» **What the task requires**
Format the lines of the records below as a JSON list of strings, one string per line, with blank lines left out. Leave the pictures out of the answer.

<<<<

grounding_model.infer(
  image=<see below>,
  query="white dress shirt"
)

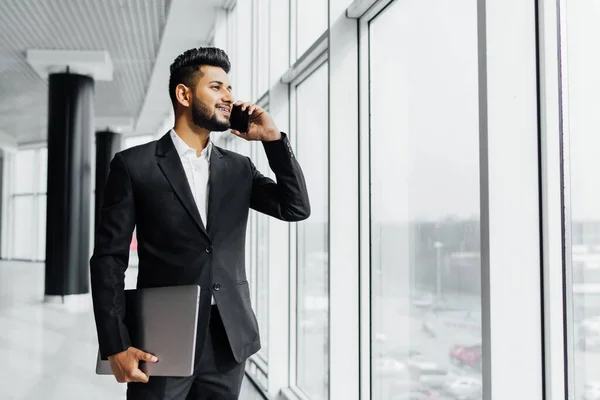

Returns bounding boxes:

>>>>

» **Correct result**
[
  "grounding_model.infer(",
  "  image=<see below>,",
  "  query=\"white dress shirt\"",
  ")",
  "Returns bounding boxes:"
]